**Task directions:**
Only the lines containing "find" should appear in the answer, copied from the listing below.

════

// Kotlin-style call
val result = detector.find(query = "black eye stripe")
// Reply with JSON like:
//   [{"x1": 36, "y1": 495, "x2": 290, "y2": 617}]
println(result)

════

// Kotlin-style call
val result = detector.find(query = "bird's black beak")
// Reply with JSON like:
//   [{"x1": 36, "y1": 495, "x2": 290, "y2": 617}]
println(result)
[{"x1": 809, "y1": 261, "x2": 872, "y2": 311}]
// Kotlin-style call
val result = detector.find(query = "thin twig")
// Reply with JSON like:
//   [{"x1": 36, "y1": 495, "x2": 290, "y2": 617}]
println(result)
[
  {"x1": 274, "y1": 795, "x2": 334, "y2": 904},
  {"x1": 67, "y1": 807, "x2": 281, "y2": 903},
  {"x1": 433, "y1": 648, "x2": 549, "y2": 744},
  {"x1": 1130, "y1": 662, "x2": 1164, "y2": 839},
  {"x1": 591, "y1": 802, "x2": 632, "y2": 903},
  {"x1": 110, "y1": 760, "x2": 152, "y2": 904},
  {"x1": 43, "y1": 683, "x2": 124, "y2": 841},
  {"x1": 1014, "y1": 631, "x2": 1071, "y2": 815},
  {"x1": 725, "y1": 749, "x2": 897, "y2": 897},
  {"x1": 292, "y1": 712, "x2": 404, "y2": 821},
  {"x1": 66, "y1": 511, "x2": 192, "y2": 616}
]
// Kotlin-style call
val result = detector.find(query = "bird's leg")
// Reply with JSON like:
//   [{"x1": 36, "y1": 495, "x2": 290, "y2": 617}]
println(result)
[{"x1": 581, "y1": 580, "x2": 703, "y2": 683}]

════

**Exercise response:**
val result = detector.find(query = "black eye stripe")
val result = detector.find(query = "bird's black beak")
val result = detector.find(query = "thin twig")
val result = detector.find(query = "bird's leg")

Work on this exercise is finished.